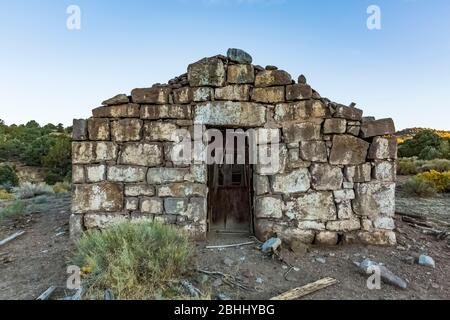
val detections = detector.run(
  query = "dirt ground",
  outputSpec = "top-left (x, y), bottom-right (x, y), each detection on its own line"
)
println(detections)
top-left (0, 177), bottom-right (450, 300)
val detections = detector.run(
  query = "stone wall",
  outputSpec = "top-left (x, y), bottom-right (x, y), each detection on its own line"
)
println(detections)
top-left (71, 50), bottom-right (397, 245)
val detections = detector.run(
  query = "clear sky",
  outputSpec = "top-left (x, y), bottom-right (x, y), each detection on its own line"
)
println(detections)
top-left (0, 0), bottom-right (450, 130)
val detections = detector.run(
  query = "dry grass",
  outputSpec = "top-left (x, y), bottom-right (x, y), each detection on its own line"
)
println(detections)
top-left (72, 222), bottom-right (193, 300)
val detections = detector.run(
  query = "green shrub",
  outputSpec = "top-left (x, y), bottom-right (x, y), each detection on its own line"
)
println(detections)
top-left (0, 166), bottom-right (19, 187)
top-left (418, 170), bottom-right (450, 192)
top-left (72, 222), bottom-right (193, 300)
top-left (0, 200), bottom-right (26, 221)
top-left (397, 158), bottom-right (419, 176)
top-left (53, 182), bottom-right (71, 193)
top-left (403, 176), bottom-right (436, 197)
top-left (420, 159), bottom-right (450, 172)
top-left (14, 182), bottom-right (54, 199)
top-left (0, 189), bottom-right (16, 200)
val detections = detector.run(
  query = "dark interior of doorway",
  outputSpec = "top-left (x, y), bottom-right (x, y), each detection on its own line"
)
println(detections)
top-left (208, 130), bottom-right (254, 234)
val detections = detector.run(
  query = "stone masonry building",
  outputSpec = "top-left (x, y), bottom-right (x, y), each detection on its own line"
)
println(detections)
top-left (70, 49), bottom-right (397, 245)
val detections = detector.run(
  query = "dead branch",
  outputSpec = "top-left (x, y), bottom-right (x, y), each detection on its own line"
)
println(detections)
top-left (270, 278), bottom-right (338, 300)
top-left (0, 231), bottom-right (25, 246)
top-left (206, 241), bottom-right (255, 249)
top-left (36, 286), bottom-right (56, 300)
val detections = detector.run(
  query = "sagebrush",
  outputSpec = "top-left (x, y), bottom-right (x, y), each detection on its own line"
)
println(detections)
top-left (72, 222), bottom-right (193, 300)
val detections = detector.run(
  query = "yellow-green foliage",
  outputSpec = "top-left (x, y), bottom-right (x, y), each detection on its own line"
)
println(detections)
top-left (53, 182), bottom-right (70, 193)
top-left (72, 222), bottom-right (193, 300)
top-left (418, 170), bottom-right (450, 192)
top-left (0, 200), bottom-right (27, 222)
top-left (403, 176), bottom-right (436, 197)
top-left (0, 189), bottom-right (16, 200)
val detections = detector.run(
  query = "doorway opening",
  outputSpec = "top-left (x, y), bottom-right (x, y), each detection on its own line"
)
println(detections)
top-left (208, 130), bottom-right (254, 234)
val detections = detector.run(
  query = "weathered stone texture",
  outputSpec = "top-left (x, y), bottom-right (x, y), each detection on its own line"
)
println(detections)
top-left (88, 118), bottom-right (111, 141)
top-left (330, 135), bottom-right (369, 165)
top-left (271, 168), bottom-right (311, 194)
top-left (368, 137), bottom-right (397, 160)
top-left (255, 70), bottom-right (292, 88)
top-left (227, 64), bottom-right (255, 84)
top-left (111, 119), bottom-right (142, 142)
top-left (188, 58), bottom-right (226, 87)
top-left (71, 49), bottom-right (397, 246)
top-left (310, 164), bottom-right (344, 191)
top-left (283, 122), bottom-right (321, 143)
top-left (92, 103), bottom-right (140, 118)
top-left (119, 142), bottom-right (163, 167)
top-left (361, 119), bottom-right (395, 138)
top-left (252, 87), bottom-right (285, 103)
top-left (72, 182), bottom-right (124, 213)
top-left (131, 86), bottom-right (172, 104)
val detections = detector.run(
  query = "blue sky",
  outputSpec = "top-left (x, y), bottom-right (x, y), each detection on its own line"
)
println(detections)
top-left (0, 0), bottom-right (450, 130)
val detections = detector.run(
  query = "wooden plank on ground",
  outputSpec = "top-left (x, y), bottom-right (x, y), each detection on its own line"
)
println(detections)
top-left (270, 278), bottom-right (337, 300)
top-left (0, 231), bottom-right (25, 246)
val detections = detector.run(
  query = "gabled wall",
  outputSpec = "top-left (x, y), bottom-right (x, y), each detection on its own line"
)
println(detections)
top-left (71, 50), bottom-right (397, 245)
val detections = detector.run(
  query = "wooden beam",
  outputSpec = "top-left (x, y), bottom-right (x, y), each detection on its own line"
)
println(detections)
top-left (0, 231), bottom-right (25, 246)
top-left (270, 278), bottom-right (338, 300)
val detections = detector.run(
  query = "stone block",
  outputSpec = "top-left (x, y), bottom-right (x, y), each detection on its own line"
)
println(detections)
top-left (188, 57), bottom-right (226, 87)
top-left (164, 198), bottom-right (187, 214)
top-left (72, 165), bottom-right (86, 183)
top-left (310, 163), bottom-right (344, 191)
top-left (102, 94), bottom-right (130, 106)
top-left (227, 64), bottom-right (255, 84)
top-left (373, 161), bottom-right (397, 182)
top-left (86, 164), bottom-right (106, 183)
top-left (157, 182), bottom-right (208, 198)
top-left (147, 168), bottom-right (190, 184)
top-left (131, 86), bottom-right (172, 104)
top-left (255, 70), bottom-right (292, 88)
top-left (353, 182), bottom-right (395, 218)
top-left (333, 105), bottom-right (363, 121)
top-left (140, 198), bottom-right (163, 214)
top-left (194, 101), bottom-right (266, 128)
top-left (92, 103), bottom-right (140, 118)
top-left (255, 197), bottom-right (283, 219)
top-left (111, 119), bottom-right (142, 142)
top-left (368, 137), bottom-right (397, 160)
top-left (72, 119), bottom-right (88, 141)
top-left (283, 122), bottom-right (321, 143)
top-left (119, 142), bottom-right (163, 167)
top-left (358, 231), bottom-right (397, 246)
top-left (141, 104), bottom-right (192, 120)
top-left (125, 184), bottom-right (155, 197)
top-left (330, 135), bottom-right (369, 165)
top-left (344, 163), bottom-right (372, 183)
top-left (323, 119), bottom-right (347, 134)
top-left (88, 118), bottom-right (111, 141)
top-left (72, 182), bottom-right (124, 213)
top-left (215, 85), bottom-right (250, 101)
top-left (361, 119), bottom-right (395, 138)
top-left (271, 168), bottom-right (311, 194)
top-left (108, 166), bottom-right (147, 182)
top-left (253, 174), bottom-right (270, 196)
top-left (327, 218), bottom-right (361, 232)
top-left (286, 84), bottom-right (312, 101)
top-left (84, 213), bottom-right (129, 229)
top-left (72, 142), bottom-right (118, 164)
top-left (315, 231), bottom-right (339, 246)
top-left (173, 87), bottom-right (194, 104)
top-left (191, 87), bottom-right (213, 102)
top-left (300, 141), bottom-right (328, 162)
top-left (144, 121), bottom-right (179, 142)
top-left (251, 87), bottom-right (285, 103)
top-left (274, 100), bottom-right (330, 123)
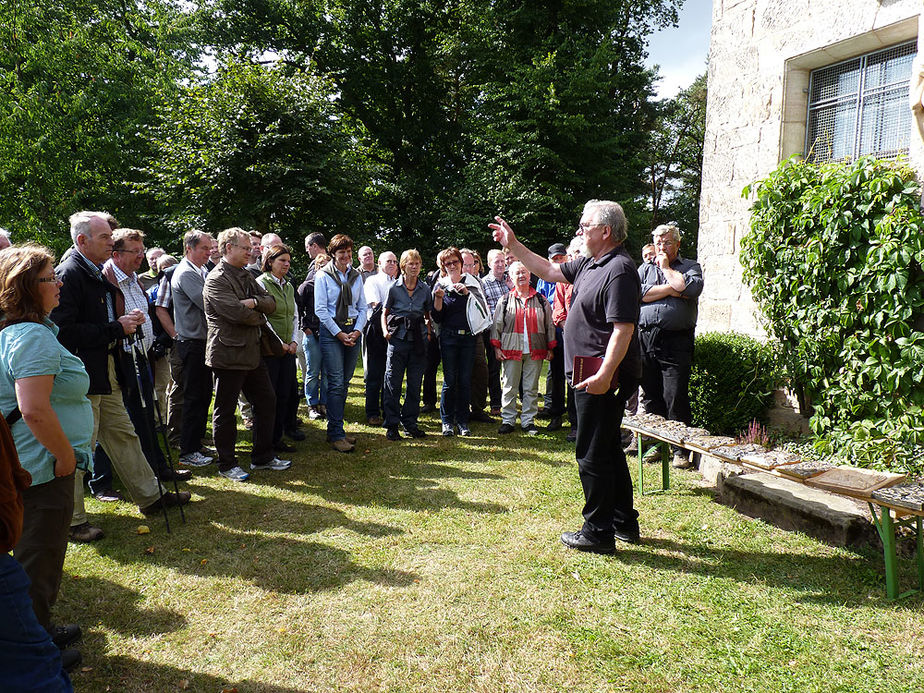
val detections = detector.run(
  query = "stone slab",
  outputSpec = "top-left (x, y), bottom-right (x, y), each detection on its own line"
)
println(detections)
top-left (700, 464), bottom-right (880, 548)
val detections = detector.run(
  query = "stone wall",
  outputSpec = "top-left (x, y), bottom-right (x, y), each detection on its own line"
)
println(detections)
top-left (698, 0), bottom-right (924, 336)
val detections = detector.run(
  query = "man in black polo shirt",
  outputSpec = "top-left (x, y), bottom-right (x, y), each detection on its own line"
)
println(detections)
top-left (489, 200), bottom-right (641, 553)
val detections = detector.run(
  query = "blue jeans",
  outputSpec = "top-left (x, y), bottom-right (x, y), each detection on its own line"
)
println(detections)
top-left (302, 332), bottom-right (327, 407)
top-left (385, 337), bottom-right (427, 431)
top-left (321, 325), bottom-right (360, 442)
top-left (440, 330), bottom-right (475, 426)
top-left (0, 552), bottom-right (74, 692)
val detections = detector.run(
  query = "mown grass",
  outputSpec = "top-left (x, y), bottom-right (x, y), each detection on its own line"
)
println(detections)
top-left (56, 376), bottom-right (924, 693)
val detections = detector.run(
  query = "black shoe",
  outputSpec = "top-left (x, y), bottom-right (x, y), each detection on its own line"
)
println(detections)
top-left (141, 491), bottom-right (192, 515)
top-left (613, 527), bottom-right (642, 544)
top-left (51, 623), bottom-right (83, 650)
top-left (157, 468), bottom-right (192, 481)
top-left (468, 409), bottom-right (494, 423)
top-left (561, 530), bottom-right (616, 553)
top-left (61, 650), bottom-right (83, 674)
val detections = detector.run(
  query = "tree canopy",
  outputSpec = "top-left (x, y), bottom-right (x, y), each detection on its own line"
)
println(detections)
top-left (0, 0), bottom-right (682, 260)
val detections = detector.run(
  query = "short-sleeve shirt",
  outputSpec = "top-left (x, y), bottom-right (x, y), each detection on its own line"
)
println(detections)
top-left (0, 321), bottom-right (93, 486)
top-left (561, 245), bottom-right (642, 382)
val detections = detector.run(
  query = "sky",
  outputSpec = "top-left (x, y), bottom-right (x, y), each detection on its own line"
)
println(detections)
top-left (645, 0), bottom-right (712, 98)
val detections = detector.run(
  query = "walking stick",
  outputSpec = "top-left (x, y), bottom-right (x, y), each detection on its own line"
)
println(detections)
top-left (134, 342), bottom-right (186, 525)
top-left (126, 330), bottom-right (176, 534)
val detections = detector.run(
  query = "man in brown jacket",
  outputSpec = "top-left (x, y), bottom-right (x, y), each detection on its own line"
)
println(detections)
top-left (202, 227), bottom-right (292, 481)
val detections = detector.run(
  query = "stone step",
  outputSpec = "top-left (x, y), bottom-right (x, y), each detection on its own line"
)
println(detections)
top-left (699, 455), bottom-right (881, 548)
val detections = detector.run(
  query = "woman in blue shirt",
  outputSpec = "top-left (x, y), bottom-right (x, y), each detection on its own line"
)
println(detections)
top-left (0, 244), bottom-right (93, 672)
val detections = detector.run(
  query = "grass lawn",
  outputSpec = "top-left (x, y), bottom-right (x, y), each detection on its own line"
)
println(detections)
top-left (56, 376), bottom-right (924, 693)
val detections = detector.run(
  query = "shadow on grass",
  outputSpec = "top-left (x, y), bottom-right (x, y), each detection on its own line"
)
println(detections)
top-left (86, 490), bottom-right (419, 594)
top-left (72, 656), bottom-right (305, 693)
top-left (61, 575), bottom-right (187, 636)
top-left (615, 537), bottom-right (904, 607)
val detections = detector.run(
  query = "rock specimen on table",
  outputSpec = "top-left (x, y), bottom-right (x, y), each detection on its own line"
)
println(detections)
top-left (872, 483), bottom-right (924, 512)
top-left (709, 443), bottom-right (767, 462)
top-left (805, 467), bottom-right (905, 498)
top-left (741, 450), bottom-right (800, 471)
top-left (773, 460), bottom-right (835, 481)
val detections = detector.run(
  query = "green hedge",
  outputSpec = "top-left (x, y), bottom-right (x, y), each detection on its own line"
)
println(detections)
top-left (690, 332), bottom-right (779, 435)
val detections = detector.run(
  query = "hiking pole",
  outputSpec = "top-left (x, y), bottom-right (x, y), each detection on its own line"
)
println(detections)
top-left (127, 330), bottom-right (175, 534)
top-left (136, 336), bottom-right (186, 525)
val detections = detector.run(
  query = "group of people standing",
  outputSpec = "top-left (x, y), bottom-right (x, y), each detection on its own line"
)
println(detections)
top-left (0, 200), bottom-right (702, 681)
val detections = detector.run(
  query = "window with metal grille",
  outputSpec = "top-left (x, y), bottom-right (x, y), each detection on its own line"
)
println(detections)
top-left (805, 41), bottom-right (917, 163)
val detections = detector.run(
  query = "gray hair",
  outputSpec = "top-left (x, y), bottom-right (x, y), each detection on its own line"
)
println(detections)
top-left (651, 224), bottom-right (680, 245)
top-left (183, 229), bottom-right (215, 248)
top-left (584, 200), bottom-right (629, 244)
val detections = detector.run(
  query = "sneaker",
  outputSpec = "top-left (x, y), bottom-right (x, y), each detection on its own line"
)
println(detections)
top-left (68, 522), bottom-right (106, 544)
top-left (250, 457), bottom-right (292, 472)
top-left (218, 467), bottom-right (250, 481)
top-left (180, 450), bottom-right (212, 467)
top-left (93, 488), bottom-right (125, 503)
top-left (141, 491), bottom-right (192, 515)
top-left (330, 438), bottom-right (356, 452)
top-left (51, 623), bottom-right (83, 650)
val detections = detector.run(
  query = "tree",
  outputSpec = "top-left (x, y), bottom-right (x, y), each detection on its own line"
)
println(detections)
top-left (646, 74), bottom-right (707, 257)
top-left (141, 60), bottom-right (368, 246)
top-left (0, 0), bottom-right (195, 249)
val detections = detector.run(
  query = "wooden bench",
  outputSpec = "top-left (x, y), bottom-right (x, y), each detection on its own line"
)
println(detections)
top-left (622, 416), bottom-right (924, 601)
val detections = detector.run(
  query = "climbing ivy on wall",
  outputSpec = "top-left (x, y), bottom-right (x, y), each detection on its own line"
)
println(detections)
top-left (740, 158), bottom-right (924, 471)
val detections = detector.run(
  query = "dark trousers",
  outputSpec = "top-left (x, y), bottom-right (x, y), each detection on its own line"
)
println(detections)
top-left (422, 330), bottom-right (441, 407)
top-left (574, 377), bottom-right (638, 542)
top-left (385, 337), bottom-right (427, 430)
top-left (639, 327), bottom-right (694, 424)
top-left (440, 329), bottom-right (475, 426)
top-left (212, 361), bottom-right (276, 472)
top-left (0, 552), bottom-right (74, 693)
top-left (263, 354), bottom-right (295, 443)
top-left (484, 334), bottom-right (501, 409)
top-left (363, 330), bottom-right (388, 419)
top-left (176, 339), bottom-right (212, 455)
top-left (472, 332), bottom-right (494, 411)
top-left (12, 474), bottom-right (74, 631)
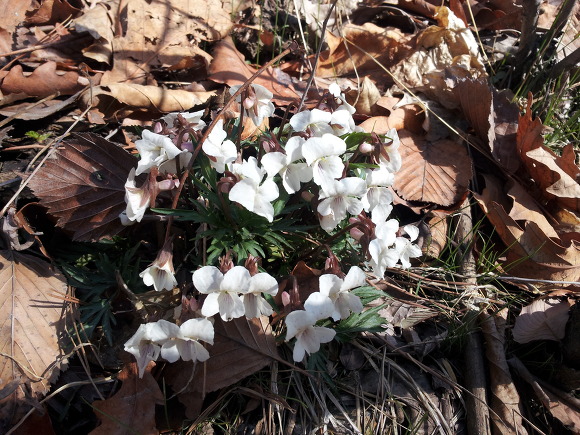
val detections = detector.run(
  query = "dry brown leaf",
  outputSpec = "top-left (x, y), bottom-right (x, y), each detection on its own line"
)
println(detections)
top-left (393, 130), bottom-right (472, 207)
top-left (316, 23), bottom-right (411, 82)
top-left (474, 177), bottom-right (580, 288)
top-left (209, 36), bottom-right (302, 105)
top-left (91, 362), bottom-right (165, 435)
top-left (165, 317), bottom-right (279, 419)
top-left (454, 77), bottom-right (520, 173)
top-left (508, 357), bottom-right (580, 433)
top-left (512, 299), bottom-right (570, 343)
top-left (0, 251), bottom-right (67, 433)
top-left (391, 6), bottom-right (486, 109)
top-left (81, 83), bottom-right (215, 118)
top-left (26, 0), bottom-right (80, 25)
top-left (0, 62), bottom-right (89, 97)
top-left (29, 133), bottom-right (136, 241)
top-left (517, 98), bottom-right (580, 212)
top-left (479, 309), bottom-right (528, 435)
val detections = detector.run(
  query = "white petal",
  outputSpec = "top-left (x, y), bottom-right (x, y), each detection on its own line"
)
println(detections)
top-left (201, 292), bottom-right (220, 317)
top-left (249, 272), bottom-right (278, 296)
top-left (304, 292), bottom-right (334, 321)
top-left (179, 319), bottom-right (214, 344)
top-left (221, 266), bottom-right (250, 293)
top-left (340, 266), bottom-right (366, 290)
top-left (193, 266), bottom-right (223, 296)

*SHORT EXERCISE*:
How many lines in the records above contain the string "doorway"? Case counts, and the reply should be only the number.

*COMPLETED EXERCISE*:
2